§ **Exercise requirements**
Copy every record word for word.

§ **Provided records**
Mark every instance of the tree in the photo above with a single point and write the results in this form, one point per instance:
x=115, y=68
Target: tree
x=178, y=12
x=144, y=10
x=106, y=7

§ **Output of the task**
Mark every instance of the tree in the photo above with a single point and write the results in this form, one point per instance:
x=115, y=68
Target: tree
x=178, y=12
x=144, y=10
x=106, y=7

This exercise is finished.